[Given data start]

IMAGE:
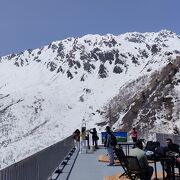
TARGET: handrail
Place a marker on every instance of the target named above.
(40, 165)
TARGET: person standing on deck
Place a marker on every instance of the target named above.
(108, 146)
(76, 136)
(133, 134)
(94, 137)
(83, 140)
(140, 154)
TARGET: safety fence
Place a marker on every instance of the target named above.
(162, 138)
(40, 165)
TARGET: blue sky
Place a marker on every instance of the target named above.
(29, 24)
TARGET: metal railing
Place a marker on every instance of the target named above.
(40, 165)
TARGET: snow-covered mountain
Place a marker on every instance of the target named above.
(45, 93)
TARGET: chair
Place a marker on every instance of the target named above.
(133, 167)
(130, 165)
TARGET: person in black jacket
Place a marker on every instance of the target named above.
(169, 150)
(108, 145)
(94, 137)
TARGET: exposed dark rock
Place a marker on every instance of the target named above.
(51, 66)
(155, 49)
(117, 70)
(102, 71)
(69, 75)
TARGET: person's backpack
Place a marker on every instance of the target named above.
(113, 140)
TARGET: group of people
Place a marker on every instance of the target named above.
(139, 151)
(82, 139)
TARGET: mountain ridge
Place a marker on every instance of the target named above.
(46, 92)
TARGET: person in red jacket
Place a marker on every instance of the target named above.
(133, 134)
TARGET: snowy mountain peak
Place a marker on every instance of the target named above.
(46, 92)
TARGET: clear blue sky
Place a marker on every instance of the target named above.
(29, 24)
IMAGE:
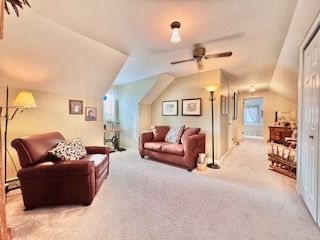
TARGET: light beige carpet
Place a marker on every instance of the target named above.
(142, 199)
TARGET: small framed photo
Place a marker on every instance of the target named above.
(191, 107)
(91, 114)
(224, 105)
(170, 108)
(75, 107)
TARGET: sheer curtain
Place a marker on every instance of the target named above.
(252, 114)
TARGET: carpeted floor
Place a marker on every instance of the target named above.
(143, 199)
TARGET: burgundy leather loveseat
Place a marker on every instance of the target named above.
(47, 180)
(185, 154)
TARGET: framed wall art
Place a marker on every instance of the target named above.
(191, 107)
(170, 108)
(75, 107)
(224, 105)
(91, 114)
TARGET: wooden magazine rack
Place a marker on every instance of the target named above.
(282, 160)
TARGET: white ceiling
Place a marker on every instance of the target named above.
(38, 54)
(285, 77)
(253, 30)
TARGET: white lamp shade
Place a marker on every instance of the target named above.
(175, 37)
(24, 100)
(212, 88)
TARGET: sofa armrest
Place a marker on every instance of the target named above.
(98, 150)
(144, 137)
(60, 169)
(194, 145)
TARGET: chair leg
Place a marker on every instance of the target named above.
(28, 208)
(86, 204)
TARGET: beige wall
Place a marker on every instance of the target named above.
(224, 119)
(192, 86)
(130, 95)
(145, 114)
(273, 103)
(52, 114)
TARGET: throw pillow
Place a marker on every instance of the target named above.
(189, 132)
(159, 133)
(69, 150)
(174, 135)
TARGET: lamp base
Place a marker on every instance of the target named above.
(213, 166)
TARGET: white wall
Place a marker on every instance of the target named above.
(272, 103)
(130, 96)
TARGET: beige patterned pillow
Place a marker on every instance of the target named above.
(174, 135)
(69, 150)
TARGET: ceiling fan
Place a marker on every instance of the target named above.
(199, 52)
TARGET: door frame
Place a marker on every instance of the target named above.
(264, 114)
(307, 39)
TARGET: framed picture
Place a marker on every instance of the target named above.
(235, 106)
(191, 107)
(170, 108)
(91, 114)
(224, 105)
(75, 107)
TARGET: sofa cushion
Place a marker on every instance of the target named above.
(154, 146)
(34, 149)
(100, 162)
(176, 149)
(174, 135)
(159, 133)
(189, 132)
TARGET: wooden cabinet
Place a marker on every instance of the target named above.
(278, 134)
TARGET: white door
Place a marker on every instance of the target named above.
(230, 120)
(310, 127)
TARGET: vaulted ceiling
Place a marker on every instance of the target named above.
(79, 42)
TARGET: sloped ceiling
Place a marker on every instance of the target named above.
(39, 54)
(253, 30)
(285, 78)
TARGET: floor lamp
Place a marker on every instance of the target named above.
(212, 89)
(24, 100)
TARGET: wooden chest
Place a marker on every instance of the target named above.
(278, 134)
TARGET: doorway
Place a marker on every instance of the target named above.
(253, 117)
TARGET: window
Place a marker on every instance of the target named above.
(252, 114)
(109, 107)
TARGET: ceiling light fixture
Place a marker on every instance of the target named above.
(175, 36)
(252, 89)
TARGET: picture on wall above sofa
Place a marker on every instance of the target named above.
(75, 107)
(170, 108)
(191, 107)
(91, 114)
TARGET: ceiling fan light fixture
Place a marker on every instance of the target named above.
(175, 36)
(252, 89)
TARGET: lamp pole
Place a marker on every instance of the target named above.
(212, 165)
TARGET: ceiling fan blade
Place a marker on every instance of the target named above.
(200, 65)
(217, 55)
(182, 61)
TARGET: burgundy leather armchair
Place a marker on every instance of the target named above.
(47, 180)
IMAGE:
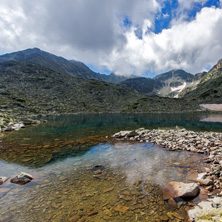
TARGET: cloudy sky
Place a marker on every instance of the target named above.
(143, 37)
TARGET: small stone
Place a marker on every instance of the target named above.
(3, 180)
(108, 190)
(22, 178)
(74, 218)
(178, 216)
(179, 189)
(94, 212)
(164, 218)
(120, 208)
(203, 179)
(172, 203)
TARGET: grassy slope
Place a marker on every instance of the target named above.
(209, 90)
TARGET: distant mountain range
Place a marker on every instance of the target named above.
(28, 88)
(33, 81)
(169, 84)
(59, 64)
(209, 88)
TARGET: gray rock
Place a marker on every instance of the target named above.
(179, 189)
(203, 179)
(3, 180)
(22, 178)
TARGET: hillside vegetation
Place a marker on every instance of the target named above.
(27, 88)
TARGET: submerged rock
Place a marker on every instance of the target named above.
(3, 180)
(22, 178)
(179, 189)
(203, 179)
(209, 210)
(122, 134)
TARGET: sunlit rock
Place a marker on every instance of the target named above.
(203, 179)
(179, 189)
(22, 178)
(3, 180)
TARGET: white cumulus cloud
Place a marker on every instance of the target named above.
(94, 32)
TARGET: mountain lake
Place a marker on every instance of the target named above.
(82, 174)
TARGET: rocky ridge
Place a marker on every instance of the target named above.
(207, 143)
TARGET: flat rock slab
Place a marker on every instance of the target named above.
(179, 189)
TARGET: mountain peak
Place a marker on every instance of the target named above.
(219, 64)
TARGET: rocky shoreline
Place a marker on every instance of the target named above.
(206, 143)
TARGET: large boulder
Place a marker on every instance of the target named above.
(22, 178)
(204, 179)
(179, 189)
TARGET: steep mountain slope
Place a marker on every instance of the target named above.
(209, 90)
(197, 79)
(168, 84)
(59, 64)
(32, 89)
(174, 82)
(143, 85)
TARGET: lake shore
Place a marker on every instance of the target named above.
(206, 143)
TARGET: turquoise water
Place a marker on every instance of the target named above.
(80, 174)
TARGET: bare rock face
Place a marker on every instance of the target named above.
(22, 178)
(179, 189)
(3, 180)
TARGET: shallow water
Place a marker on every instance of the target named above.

[Given data end]

▶ **Your task**: Word for word, quote the lines above. Omit the pictures.

▶ **Answer for this exercise**:
IMAGE:
TARGET: handrail
Place a marker on every instance of the target named above.
(40, 165)
TARGET: person standing on deck
Place a marker on every instance of the target named above.
(108, 146)
(76, 136)
(133, 134)
(94, 137)
(83, 140)
(140, 154)
TARGET: safety fence
Place a marker on every instance of the target named above.
(162, 138)
(40, 165)
TARGET: blue sky
Place a marker on every instance of the target named above.
(29, 24)
TARGET: metal railing
Place a marker on every instance of the target named above.
(40, 165)
TARGET: snow-covered mountain
Place a marker on every instance of the target named above.
(45, 93)
TARGET: chair
Place a marker on every instance of the target named above.
(133, 167)
(130, 165)
TARGET: person in black jacket
Place a marker on every instance of the target named above.
(169, 150)
(108, 145)
(94, 137)
TARGET: exposed dark rock
Place a marker on every instance of the target named above.
(51, 66)
(155, 49)
(117, 70)
(102, 71)
(69, 75)
TARGET: person's backpack
Place a marker on every instance of the target named above.
(113, 140)
TARGET: group of people
Place a marker on every instance of the target named above.
(139, 151)
(82, 139)
TARGET: mountain ridge
Place a marker on every instance of the target named above.
(46, 92)
TARGET: person in red jacket
Place a marker on every instance of the target named above.
(133, 134)
TARGET: snowy mountain peak
Place a marker on every instance of the target named above.
(46, 92)
TARGET: clear blue sky
Place a marker on every instance of the target named above.
(29, 24)
IMAGE:
TARGET: light beige carpet
Place a marker on every instance of the target named above.
(142, 199)
TARGET: small framed photo
Place a marker on every instance of the target named above.
(191, 107)
(91, 114)
(224, 105)
(170, 108)
(75, 107)
TARGET: sheer curtain
Place a marker on every instance of the target named above.
(252, 114)
TARGET: carpeted floor
Place a marker on every instance of the target named above.
(143, 199)
TARGET: burgundy leather loveseat
Place a marker on every instance of the target named above.
(47, 180)
(185, 154)
TARGET: framed wall art
Place a marker on every instance of the target named above.
(191, 107)
(170, 108)
(75, 107)
(224, 105)
(91, 114)
TARGET: wooden magazine rack
Place a marker on every instance of the target named above.
(282, 160)
TARGET: white ceiling
Place a marker on every instance of the target named above.
(38, 54)
(285, 77)
(253, 30)
TARGET: white lamp shade
Place a marker on every instance of the target named above.
(175, 37)
(24, 100)
(212, 88)
TARGET: sofa armrest
Place a marker on every instance of the target named above.
(98, 150)
(144, 137)
(60, 169)
(194, 145)
TARGET: chair leg
Place a marker on every instance of the target named above.
(28, 208)
(86, 204)
TARGET: beige wall
Place a marker on every instance of the target named above.
(224, 119)
(192, 86)
(130, 95)
(145, 114)
(273, 103)
(52, 114)
TARGET: throw pillow
Place a marker on every instance of the target named above.
(189, 132)
(159, 133)
(69, 150)
(174, 135)
TARGET: lamp base
Place a marker on every instance of the target named above.
(213, 166)
TARGET: white wall
Place a marker on every instance of the target named above.
(272, 103)
(130, 96)
TARGET: beige patterned pillow
Place a marker on every instance of the target named above.
(174, 135)
(69, 150)
TARGET: ceiling fan
Place a marker on every instance of the target named above.
(199, 52)
TARGET: door frame
Place a marker on every instance of the target named above.
(264, 114)
(307, 39)
TARGET: framed picture
Place a marker on every instance of the target named above.
(235, 106)
(191, 107)
(170, 108)
(91, 114)
(224, 105)
(75, 107)
TARGET: sofa cushion
Place a marker on every instance of the target named above.
(154, 146)
(34, 149)
(100, 162)
(176, 149)
(174, 135)
(159, 133)
(189, 132)
TARGET: wooden cabinet
Place a marker on every instance of the target named above.
(278, 134)
TARGET: white door
Place a marker on every instance of the target named above.
(230, 120)
(310, 127)
TARGET: vaulted ceiling
Place a marker on every instance of the target named above.
(79, 42)
TARGET: sloped ceiling
Place a marker on every instance of the target named above.
(39, 54)
(253, 30)
(285, 78)
TARGET: floor lamp
Place a marker on every instance of the target named above.
(212, 89)
(24, 100)
TARGET: wooden chest
Place a marker on every instance of the target named above.
(278, 134)
TARGET: doorway
Place a marker on every instance of the target named above.
(253, 117)
TARGET: window
Place a marker on every instance of the target named above.
(252, 114)
(109, 107)
TARGET: ceiling light fixture
Place a marker on every instance of the target named above.
(175, 36)
(252, 89)
TARGET: picture on wall above sofa
Place a marker on every instance of the target named above.
(75, 107)
(170, 108)
(191, 107)
(91, 114)
TARGET: ceiling fan light fixture
Place a marker on every instance of the target named above.
(175, 36)
(252, 89)
TARGET: lamp pole
Place a marker on every instance of the target named above.
(212, 165)
TARGET: ceiling fan blade
Place a marker on every instance of the target named above.
(200, 65)
(217, 55)
(182, 61)
TARGET: burgundy leather armchair
Place a marker on every instance of the target named above.
(47, 180)
IMAGE:
TARGET: cloudy sky
Place a marker on every instance of the target named above.
(143, 37)
TARGET: small stone
Place a marker on every instance of the target named above.
(3, 180)
(108, 190)
(22, 178)
(74, 218)
(178, 216)
(179, 189)
(94, 212)
(164, 218)
(120, 208)
(203, 179)
(172, 203)
TARGET: grassy slope
Place a marker on every instance of the target named above.
(209, 90)
TARGET: distant mountain range
Place a marker on every instance of the target named above.
(28, 88)
(33, 81)
(169, 84)
(59, 64)
(209, 88)
TARGET: gray rock
Place a marker on every instance of the target named above.
(179, 189)
(203, 179)
(3, 180)
(22, 178)
TARGET: hillside vegetation
Place a marker on every instance of the target named above.
(27, 88)
TARGET: submerged rock
Place a marker on every instance of the target named above.
(3, 180)
(22, 178)
(179, 189)
(203, 179)
(209, 210)
(122, 134)
TARGET: sunlit rock
Place a marker on every instance of the target named above.
(203, 179)
(179, 189)
(22, 178)
(3, 180)
TARGET: white cumulus cloud
Place a marker on every instance of the target named above.
(94, 32)
TARGET: mountain lake
Place a marker on every instance of the target named above.
(82, 174)
TARGET: rocky ridge
Place a marker on every instance of the target named above.
(207, 143)
TARGET: flat rock slab
Place a marker on every instance of the target named above.
(179, 189)
TARGET: mountain peak
Place a marker on every instance of the target named above.
(219, 64)
TARGET: rocky shoreline
Place a marker on every instance of the target named above.
(206, 143)
TARGET: large boulder
Place a marker on every instance of the target named above.
(22, 178)
(204, 179)
(179, 189)
TARGET: steep mountain slope
Place a marker on every instance of the target named above.
(209, 90)
(197, 79)
(168, 84)
(59, 64)
(32, 89)
(174, 82)
(143, 85)
TARGET: lake shore
Place a marker on every instance of the target named above.
(206, 143)
TARGET: turquoise water
Place a marker on every instance of the target named above.
(80, 174)
TARGET: bare rock face
Place a marker on every instance of the target named above.
(22, 178)
(179, 189)
(3, 180)
TARGET: shallow water
Place a marker on every instance of the target named above.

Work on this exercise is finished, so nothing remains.